[Collection entries]
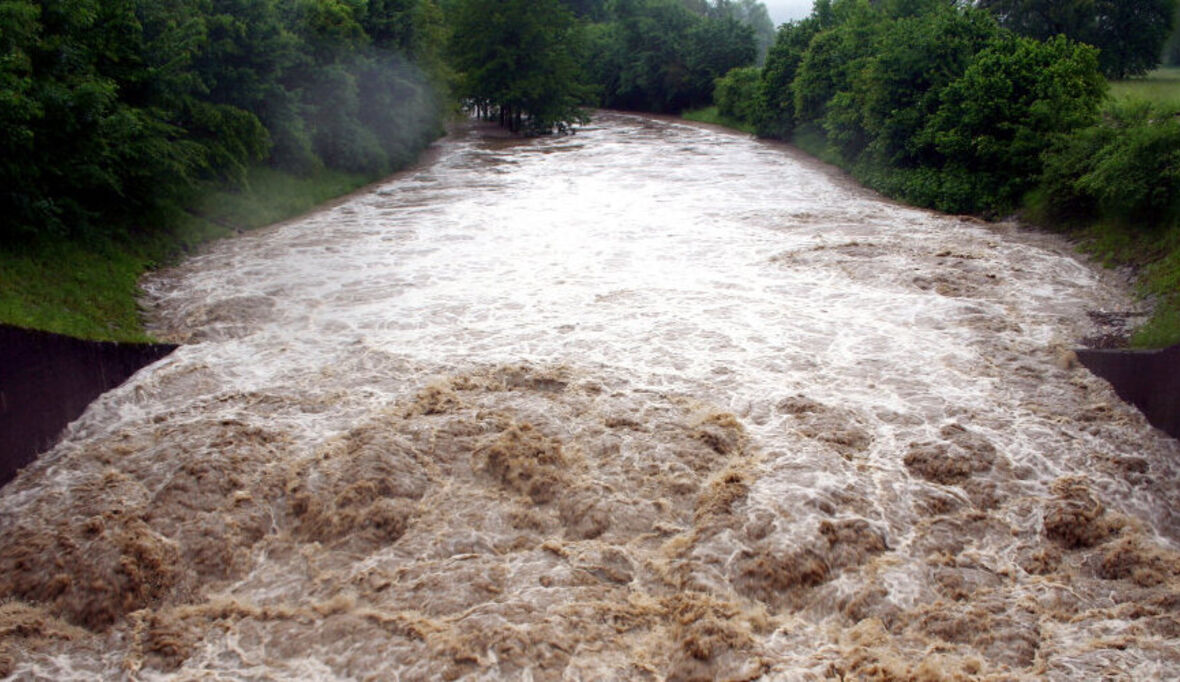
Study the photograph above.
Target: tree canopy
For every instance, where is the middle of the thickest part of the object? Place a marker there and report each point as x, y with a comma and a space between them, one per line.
112, 111
1129, 33
520, 59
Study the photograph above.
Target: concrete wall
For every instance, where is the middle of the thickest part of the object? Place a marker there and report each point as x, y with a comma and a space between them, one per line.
47, 380
1147, 379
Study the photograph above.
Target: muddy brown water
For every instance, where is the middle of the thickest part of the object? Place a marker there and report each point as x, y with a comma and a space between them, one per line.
653, 401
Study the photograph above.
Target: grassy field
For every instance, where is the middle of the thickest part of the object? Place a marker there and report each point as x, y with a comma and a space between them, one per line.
1161, 86
89, 290
1154, 254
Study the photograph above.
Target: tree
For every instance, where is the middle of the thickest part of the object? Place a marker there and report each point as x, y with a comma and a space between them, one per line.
1011, 104
777, 107
1129, 33
522, 59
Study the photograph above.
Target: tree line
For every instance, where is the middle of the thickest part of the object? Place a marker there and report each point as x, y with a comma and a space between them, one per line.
939, 104
115, 112
536, 64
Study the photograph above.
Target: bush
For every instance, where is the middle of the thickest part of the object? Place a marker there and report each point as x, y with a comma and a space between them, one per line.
1127, 166
736, 94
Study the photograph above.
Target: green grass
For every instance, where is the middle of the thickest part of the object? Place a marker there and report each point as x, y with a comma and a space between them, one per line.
90, 289
1161, 86
710, 115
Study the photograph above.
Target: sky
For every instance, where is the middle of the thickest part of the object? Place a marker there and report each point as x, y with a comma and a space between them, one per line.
782, 11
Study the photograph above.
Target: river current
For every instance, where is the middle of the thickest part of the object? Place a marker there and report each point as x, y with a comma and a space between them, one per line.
653, 401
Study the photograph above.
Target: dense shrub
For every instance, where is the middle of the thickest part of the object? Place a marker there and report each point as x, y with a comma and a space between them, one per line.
1126, 168
736, 94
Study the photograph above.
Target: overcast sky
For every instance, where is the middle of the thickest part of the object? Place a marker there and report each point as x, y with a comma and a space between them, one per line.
782, 11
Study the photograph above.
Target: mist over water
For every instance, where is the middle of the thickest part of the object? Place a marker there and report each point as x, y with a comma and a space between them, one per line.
650, 401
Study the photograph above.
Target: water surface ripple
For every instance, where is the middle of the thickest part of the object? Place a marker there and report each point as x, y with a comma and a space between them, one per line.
651, 401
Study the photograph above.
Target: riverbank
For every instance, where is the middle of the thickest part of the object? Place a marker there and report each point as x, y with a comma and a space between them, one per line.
1153, 255
89, 289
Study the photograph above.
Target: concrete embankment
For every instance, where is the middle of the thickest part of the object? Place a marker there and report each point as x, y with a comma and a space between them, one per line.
47, 380
1147, 379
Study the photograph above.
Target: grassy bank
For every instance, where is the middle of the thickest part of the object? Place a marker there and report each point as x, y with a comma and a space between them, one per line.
90, 289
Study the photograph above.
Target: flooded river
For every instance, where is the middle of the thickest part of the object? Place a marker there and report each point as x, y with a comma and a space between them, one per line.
653, 401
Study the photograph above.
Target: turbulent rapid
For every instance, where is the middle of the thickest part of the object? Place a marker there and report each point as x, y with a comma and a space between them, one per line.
653, 401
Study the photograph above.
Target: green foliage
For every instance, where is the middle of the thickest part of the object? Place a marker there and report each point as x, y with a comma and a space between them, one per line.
119, 112
1129, 33
1172, 47
1127, 168
1160, 86
777, 99
736, 94
89, 288
523, 59
1008, 107
664, 56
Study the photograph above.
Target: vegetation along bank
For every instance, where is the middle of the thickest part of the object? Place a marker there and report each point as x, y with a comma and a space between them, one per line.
133, 130
992, 109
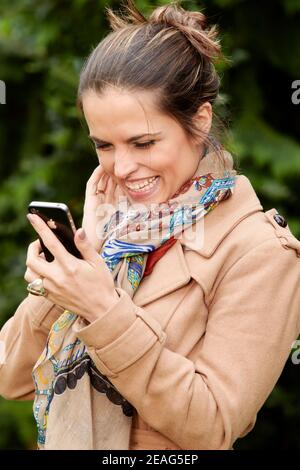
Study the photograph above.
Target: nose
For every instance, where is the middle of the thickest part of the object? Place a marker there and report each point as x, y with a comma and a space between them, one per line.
124, 164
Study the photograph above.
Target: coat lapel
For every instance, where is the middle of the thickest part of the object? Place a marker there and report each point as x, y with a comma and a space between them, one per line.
174, 270
169, 273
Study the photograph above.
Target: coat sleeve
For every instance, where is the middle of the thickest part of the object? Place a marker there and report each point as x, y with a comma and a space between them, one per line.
210, 401
22, 340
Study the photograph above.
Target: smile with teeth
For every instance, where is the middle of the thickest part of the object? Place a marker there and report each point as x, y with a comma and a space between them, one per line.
144, 186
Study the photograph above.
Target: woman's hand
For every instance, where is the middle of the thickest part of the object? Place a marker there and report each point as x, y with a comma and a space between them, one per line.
99, 207
83, 286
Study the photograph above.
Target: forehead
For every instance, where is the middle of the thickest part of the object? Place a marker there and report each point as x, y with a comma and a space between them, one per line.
121, 110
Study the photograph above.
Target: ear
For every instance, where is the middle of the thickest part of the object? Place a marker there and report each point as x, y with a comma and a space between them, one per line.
203, 117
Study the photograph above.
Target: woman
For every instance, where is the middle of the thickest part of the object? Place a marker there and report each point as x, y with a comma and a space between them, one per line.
173, 329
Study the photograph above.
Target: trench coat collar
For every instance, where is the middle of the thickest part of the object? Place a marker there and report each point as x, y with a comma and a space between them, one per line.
171, 271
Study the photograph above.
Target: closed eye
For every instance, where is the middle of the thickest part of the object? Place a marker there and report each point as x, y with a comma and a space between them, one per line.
142, 145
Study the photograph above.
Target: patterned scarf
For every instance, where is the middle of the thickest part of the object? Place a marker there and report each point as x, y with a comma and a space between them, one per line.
64, 372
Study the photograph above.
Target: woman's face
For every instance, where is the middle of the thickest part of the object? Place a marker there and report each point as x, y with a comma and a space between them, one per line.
149, 163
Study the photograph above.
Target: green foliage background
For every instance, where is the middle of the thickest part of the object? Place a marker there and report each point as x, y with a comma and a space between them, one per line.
45, 154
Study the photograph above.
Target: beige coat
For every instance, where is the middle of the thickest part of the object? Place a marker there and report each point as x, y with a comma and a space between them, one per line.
204, 340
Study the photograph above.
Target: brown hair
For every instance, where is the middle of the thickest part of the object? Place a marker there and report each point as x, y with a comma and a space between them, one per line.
172, 54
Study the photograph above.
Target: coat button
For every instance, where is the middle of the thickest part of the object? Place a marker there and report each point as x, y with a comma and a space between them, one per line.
280, 220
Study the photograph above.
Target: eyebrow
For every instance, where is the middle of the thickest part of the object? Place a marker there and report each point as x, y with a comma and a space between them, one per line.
131, 139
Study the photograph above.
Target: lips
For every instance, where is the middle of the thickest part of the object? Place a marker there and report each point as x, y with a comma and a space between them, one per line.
135, 186
146, 191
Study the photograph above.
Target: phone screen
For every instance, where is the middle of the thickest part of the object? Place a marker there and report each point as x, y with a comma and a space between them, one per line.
58, 217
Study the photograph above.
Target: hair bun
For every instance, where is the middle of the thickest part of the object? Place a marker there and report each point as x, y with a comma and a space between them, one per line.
175, 15
193, 25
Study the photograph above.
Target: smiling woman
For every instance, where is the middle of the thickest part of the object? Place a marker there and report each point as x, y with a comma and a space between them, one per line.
170, 332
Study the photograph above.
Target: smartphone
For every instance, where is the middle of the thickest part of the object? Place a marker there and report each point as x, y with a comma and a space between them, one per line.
58, 217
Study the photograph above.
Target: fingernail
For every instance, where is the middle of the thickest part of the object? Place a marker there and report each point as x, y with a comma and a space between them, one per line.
82, 234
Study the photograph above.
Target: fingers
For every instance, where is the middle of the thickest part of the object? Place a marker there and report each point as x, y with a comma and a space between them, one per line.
110, 191
34, 249
50, 241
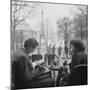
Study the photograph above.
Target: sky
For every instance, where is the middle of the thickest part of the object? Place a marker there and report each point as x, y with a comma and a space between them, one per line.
52, 12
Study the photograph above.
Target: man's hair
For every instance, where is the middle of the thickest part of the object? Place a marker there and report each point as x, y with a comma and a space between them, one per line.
30, 43
78, 44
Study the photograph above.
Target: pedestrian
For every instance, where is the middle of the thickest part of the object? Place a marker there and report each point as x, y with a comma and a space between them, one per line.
23, 72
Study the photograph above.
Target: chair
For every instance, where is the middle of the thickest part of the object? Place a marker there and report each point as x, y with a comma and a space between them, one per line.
79, 75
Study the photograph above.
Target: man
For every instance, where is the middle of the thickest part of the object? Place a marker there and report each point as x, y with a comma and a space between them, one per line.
23, 73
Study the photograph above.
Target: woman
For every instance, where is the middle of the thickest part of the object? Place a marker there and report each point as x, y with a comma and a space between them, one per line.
78, 55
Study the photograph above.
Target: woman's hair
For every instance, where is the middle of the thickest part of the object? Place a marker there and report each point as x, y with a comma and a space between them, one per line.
78, 45
30, 43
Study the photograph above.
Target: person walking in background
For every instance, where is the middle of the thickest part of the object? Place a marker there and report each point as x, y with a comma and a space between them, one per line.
23, 72
59, 50
78, 55
66, 50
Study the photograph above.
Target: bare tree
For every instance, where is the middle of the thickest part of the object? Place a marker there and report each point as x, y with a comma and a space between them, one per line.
64, 28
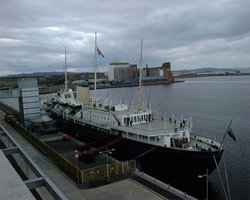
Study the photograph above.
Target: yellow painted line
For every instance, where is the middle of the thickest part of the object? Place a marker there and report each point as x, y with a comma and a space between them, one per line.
131, 192
148, 190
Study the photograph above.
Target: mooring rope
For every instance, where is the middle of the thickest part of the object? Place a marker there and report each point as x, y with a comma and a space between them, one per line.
220, 178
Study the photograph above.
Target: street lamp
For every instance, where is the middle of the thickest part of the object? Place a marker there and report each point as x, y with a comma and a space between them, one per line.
202, 176
107, 152
76, 156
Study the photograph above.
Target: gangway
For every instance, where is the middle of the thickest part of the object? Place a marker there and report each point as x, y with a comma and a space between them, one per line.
104, 146
80, 148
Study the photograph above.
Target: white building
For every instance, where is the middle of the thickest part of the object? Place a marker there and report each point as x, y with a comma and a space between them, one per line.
116, 64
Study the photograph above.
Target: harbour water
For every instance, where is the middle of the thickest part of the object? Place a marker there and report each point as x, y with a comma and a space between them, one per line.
212, 102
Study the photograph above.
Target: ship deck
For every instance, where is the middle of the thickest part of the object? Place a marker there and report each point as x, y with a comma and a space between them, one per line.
155, 127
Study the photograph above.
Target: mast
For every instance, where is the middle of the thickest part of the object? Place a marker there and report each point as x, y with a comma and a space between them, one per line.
95, 66
139, 103
65, 73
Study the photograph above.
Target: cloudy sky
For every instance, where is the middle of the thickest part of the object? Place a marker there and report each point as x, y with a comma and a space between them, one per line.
189, 34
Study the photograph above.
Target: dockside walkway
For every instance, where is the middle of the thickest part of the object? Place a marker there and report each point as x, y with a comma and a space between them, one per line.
137, 187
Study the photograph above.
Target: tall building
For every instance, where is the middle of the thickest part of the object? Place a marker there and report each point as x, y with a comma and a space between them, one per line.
120, 71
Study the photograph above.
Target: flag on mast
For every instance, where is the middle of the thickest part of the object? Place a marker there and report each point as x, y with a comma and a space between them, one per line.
230, 133
99, 52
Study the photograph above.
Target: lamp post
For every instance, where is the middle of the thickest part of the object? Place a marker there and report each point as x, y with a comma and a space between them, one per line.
202, 176
107, 152
76, 156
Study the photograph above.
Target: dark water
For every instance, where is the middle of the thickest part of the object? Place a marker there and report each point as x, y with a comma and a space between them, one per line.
212, 102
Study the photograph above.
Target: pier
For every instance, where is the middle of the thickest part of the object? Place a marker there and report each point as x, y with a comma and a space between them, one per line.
134, 185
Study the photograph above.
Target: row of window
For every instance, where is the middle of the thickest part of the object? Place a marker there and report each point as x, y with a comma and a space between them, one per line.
96, 116
137, 118
144, 137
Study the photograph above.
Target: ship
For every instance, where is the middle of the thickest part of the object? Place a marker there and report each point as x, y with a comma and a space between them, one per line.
158, 144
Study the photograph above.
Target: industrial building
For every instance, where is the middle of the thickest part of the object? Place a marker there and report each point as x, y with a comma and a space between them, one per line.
121, 71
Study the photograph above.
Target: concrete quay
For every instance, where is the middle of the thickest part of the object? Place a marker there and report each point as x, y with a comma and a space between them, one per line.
141, 187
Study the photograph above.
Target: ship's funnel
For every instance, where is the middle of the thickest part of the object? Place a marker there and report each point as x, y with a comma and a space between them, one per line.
82, 93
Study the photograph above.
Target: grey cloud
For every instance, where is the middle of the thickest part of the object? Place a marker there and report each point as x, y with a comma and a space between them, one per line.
178, 31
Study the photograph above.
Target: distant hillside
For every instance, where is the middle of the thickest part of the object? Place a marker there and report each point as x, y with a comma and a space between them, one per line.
210, 70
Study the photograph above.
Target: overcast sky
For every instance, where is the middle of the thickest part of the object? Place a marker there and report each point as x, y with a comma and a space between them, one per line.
188, 33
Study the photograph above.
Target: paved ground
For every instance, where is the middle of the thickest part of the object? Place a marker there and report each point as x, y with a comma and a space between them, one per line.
124, 189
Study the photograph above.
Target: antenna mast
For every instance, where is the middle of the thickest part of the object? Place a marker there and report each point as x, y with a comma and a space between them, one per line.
65, 73
95, 66
139, 104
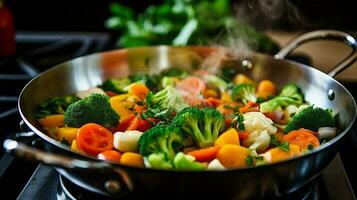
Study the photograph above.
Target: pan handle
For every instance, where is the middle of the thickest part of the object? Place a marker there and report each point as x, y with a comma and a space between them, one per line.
324, 34
22, 150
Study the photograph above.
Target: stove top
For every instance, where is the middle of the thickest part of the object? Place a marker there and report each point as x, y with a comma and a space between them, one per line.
24, 179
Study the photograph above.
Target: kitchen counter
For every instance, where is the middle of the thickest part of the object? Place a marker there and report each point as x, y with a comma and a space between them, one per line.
324, 54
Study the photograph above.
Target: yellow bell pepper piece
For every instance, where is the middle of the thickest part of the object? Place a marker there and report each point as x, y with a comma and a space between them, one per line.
124, 105
233, 156
228, 137
68, 134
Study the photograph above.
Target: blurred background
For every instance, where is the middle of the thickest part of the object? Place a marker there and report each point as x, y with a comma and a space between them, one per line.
82, 15
163, 22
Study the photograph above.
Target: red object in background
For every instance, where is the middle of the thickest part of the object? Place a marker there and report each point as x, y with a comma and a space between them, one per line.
7, 32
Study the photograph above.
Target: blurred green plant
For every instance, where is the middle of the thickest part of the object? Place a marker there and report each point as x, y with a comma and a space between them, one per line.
183, 22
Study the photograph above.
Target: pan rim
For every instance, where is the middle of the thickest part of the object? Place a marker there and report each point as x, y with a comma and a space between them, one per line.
86, 157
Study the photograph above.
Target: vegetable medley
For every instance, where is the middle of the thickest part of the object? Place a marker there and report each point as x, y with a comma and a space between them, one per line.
188, 121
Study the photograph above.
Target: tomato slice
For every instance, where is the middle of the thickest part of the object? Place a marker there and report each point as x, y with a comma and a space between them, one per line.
93, 138
193, 85
110, 155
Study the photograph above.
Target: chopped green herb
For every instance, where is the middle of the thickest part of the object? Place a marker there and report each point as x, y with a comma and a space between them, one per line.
237, 121
259, 157
310, 147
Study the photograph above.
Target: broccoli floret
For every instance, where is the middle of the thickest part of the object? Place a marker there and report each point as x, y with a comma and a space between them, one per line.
289, 95
203, 125
168, 97
116, 85
95, 108
168, 81
187, 162
165, 139
311, 118
245, 92
55, 105
159, 161
214, 81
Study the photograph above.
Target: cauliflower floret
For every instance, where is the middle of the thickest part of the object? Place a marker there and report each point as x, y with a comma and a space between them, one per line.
257, 140
215, 165
259, 128
127, 141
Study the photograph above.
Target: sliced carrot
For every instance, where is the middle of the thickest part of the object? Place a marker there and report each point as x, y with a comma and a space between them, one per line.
191, 84
233, 156
110, 155
124, 105
110, 93
270, 115
93, 138
227, 108
302, 138
206, 154
277, 154
243, 135
225, 97
52, 121
230, 136
213, 101
265, 89
123, 125
139, 89
279, 135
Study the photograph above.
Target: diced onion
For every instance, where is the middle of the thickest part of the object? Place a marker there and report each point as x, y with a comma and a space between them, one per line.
87, 93
215, 165
278, 114
326, 132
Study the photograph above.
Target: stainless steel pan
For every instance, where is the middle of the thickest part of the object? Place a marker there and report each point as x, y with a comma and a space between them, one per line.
116, 180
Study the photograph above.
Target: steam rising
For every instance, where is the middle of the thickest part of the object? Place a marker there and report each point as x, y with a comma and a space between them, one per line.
268, 14
236, 43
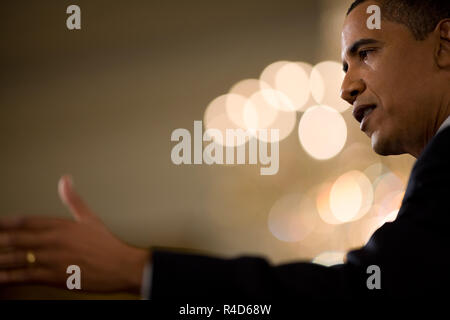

What you should do
Gather every line of the items above that contains the word "woman", and copy each one in full.

Answer
Target: woman's hand
Target: woman
Target: woman's face
Target: smiling woman
Target: woman
Target: woman's hair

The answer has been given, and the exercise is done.